» **Aim of the task**: Which lines in the entries below contain the word "collar"? Pull out each of those lines and copy it in full.
····················
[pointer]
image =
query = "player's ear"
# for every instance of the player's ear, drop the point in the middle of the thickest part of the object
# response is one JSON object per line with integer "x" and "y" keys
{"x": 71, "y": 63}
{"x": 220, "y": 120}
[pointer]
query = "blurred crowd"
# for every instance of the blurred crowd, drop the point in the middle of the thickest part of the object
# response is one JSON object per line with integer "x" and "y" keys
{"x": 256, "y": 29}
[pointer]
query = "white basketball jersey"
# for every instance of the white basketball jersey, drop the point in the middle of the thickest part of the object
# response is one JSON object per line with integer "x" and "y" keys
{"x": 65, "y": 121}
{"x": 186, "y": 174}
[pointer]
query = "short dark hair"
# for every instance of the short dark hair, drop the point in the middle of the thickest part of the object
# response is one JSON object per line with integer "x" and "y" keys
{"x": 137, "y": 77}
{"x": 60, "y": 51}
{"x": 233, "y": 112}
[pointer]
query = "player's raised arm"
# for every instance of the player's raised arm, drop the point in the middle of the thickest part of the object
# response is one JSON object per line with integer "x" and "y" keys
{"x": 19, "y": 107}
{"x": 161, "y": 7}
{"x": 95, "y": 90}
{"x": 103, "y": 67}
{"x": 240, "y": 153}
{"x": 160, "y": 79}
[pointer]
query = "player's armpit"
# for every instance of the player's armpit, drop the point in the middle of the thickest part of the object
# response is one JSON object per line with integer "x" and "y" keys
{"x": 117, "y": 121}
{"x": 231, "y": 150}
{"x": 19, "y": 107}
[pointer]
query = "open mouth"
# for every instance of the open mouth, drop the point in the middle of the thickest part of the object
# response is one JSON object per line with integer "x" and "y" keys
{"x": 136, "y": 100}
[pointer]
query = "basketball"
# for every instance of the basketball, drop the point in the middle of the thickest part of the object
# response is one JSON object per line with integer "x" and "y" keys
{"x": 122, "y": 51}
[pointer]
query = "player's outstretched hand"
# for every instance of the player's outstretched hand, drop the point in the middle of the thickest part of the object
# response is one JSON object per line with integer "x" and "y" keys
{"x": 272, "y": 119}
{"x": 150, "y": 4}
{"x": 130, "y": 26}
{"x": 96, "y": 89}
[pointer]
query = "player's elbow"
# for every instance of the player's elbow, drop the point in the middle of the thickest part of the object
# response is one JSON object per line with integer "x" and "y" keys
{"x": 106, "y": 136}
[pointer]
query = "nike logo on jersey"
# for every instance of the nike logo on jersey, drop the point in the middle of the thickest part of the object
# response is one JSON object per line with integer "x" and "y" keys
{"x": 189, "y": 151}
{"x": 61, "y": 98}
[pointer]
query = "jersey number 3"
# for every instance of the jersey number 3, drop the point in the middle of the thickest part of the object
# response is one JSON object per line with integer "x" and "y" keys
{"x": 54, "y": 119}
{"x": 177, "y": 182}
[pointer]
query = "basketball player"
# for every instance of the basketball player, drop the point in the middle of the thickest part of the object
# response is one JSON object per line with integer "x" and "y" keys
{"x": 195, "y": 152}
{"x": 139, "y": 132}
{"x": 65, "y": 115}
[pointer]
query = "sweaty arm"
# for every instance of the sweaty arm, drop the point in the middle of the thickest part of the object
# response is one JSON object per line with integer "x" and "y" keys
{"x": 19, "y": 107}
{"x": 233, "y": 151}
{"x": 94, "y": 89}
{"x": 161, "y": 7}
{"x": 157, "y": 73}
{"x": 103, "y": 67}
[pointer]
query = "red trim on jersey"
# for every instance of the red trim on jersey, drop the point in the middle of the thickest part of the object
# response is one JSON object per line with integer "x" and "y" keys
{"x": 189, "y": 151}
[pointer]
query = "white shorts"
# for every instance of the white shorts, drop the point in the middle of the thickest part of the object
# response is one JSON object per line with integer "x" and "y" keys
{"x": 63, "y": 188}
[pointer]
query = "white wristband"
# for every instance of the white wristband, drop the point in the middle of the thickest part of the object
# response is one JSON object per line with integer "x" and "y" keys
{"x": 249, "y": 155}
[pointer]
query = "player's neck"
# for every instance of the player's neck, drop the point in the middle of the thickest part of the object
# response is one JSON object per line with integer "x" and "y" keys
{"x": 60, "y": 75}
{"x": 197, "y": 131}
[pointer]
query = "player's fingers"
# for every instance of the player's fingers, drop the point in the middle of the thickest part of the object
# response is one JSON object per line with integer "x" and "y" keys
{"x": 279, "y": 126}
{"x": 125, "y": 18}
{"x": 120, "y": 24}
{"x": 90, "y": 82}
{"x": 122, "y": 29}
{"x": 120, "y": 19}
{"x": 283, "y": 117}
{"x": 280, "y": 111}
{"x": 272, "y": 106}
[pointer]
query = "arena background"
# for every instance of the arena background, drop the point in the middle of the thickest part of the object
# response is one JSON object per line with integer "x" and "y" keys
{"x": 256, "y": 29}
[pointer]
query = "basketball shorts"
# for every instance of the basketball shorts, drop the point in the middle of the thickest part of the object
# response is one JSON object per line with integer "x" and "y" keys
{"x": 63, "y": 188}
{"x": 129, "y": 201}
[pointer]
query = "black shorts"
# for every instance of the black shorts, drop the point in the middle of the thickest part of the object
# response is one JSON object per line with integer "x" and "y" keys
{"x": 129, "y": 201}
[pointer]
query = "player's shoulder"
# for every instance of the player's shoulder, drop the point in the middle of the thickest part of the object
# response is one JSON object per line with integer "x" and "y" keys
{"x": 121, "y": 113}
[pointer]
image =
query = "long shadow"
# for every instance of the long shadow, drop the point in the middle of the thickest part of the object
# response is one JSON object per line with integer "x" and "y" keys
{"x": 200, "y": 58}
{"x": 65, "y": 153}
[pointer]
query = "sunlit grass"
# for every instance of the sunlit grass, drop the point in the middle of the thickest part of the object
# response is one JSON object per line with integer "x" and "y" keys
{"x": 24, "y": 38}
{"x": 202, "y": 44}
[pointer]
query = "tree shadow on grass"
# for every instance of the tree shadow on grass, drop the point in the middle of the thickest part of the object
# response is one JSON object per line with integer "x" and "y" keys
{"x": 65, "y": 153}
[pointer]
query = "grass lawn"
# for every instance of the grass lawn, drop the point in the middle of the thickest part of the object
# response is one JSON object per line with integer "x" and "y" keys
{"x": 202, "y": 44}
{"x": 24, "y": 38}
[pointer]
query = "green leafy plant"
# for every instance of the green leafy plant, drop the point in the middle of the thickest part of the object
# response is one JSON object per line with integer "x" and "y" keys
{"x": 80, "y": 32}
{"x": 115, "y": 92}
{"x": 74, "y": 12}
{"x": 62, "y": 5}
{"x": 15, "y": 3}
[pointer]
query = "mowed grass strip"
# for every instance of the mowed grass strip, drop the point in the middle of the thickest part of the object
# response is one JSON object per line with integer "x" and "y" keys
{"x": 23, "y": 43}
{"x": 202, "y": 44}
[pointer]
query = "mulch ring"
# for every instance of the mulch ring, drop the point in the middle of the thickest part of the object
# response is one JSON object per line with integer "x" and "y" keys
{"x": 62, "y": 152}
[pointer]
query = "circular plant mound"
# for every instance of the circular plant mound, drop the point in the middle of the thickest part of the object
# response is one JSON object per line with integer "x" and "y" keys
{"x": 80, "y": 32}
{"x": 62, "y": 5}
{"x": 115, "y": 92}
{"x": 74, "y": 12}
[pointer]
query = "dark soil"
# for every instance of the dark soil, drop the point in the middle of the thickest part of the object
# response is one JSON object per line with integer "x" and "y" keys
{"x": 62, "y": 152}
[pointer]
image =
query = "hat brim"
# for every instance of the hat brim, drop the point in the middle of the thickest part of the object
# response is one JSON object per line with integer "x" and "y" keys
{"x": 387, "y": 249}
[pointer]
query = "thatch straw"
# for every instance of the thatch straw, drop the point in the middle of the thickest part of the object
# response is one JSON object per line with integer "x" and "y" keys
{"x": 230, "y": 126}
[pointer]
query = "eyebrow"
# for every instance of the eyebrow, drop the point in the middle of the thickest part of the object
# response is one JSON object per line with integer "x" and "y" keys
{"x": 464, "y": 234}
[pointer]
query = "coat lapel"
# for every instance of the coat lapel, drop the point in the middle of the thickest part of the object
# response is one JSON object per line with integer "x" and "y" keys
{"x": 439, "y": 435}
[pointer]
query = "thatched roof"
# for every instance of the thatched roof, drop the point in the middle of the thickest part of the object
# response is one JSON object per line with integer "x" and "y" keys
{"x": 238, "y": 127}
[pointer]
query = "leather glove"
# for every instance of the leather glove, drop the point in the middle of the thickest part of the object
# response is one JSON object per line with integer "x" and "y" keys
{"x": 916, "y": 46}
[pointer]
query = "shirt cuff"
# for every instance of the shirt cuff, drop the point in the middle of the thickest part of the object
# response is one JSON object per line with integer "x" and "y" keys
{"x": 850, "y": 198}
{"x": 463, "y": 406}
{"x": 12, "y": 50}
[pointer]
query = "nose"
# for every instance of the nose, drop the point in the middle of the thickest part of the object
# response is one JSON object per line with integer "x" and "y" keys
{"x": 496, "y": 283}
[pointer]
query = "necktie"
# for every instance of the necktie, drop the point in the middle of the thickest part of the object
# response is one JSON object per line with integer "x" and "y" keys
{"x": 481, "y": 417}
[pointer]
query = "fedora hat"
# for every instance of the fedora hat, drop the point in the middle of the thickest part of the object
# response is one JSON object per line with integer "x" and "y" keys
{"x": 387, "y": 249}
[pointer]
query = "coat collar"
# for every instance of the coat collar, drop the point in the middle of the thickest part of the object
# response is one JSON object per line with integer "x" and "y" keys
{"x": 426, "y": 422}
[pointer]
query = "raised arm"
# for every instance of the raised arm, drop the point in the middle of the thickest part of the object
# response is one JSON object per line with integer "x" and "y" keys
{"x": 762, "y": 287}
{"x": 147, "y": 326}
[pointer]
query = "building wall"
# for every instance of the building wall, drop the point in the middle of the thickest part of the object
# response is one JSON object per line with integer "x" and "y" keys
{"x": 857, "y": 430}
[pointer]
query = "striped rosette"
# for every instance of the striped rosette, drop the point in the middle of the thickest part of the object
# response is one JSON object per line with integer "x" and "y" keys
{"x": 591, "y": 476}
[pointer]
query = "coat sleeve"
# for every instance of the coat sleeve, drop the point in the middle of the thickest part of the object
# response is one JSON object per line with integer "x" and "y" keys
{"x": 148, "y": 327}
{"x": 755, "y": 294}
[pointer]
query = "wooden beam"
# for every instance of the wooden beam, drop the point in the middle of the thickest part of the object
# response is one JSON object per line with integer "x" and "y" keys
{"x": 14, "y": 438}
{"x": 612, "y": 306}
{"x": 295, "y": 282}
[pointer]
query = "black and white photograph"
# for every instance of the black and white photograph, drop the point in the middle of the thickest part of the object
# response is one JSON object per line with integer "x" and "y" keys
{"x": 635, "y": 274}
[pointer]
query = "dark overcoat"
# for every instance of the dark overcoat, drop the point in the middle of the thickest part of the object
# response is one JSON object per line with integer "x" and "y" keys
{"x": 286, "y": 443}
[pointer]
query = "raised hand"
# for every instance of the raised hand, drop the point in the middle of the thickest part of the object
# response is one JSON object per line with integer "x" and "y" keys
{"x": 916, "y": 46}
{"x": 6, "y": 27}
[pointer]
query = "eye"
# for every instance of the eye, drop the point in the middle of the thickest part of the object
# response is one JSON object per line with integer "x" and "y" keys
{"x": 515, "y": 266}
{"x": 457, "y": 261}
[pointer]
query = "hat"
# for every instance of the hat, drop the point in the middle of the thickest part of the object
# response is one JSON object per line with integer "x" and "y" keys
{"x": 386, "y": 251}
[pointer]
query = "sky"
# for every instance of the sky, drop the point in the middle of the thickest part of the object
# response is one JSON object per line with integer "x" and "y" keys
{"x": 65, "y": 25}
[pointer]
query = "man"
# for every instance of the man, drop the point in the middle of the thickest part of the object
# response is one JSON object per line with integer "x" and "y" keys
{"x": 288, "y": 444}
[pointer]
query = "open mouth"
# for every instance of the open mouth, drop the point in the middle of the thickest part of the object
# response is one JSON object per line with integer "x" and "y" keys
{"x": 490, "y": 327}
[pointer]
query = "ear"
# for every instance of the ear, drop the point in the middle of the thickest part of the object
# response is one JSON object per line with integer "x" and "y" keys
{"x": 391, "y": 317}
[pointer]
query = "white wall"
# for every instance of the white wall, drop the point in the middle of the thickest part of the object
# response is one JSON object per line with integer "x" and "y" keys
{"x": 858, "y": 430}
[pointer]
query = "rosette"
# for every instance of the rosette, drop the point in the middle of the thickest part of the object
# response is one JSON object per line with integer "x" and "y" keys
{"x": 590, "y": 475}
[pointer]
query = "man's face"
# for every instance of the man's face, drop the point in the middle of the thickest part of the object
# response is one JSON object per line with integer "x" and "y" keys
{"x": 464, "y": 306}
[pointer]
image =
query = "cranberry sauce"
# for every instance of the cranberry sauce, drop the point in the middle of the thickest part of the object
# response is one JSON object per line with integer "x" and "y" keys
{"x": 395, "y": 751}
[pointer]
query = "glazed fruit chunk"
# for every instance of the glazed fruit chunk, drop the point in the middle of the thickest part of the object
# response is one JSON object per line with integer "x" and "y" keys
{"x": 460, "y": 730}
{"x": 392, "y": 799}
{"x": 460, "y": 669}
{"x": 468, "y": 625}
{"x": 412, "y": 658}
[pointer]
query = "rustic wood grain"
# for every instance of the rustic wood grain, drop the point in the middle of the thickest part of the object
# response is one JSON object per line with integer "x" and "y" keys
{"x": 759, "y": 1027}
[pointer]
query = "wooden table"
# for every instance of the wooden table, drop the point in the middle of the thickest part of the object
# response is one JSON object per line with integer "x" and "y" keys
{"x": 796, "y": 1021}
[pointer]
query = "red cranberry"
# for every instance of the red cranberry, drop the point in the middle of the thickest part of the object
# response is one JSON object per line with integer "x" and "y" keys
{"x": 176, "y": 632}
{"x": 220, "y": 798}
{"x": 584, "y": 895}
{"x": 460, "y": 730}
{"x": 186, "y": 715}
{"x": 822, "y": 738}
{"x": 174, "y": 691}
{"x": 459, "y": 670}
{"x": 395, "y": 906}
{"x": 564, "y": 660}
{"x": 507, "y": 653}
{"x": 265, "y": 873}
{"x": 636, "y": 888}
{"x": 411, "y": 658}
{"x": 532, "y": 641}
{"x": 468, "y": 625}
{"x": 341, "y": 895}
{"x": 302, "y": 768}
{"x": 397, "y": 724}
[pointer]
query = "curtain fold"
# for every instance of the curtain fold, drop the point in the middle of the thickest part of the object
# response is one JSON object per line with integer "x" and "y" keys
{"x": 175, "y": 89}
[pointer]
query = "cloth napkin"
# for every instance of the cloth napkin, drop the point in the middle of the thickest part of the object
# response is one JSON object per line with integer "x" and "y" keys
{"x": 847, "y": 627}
····················
» **Exercise output**:
query = "coat collar"
# for every instance of the coat collar, drop the point in the middle of the thickest part of the object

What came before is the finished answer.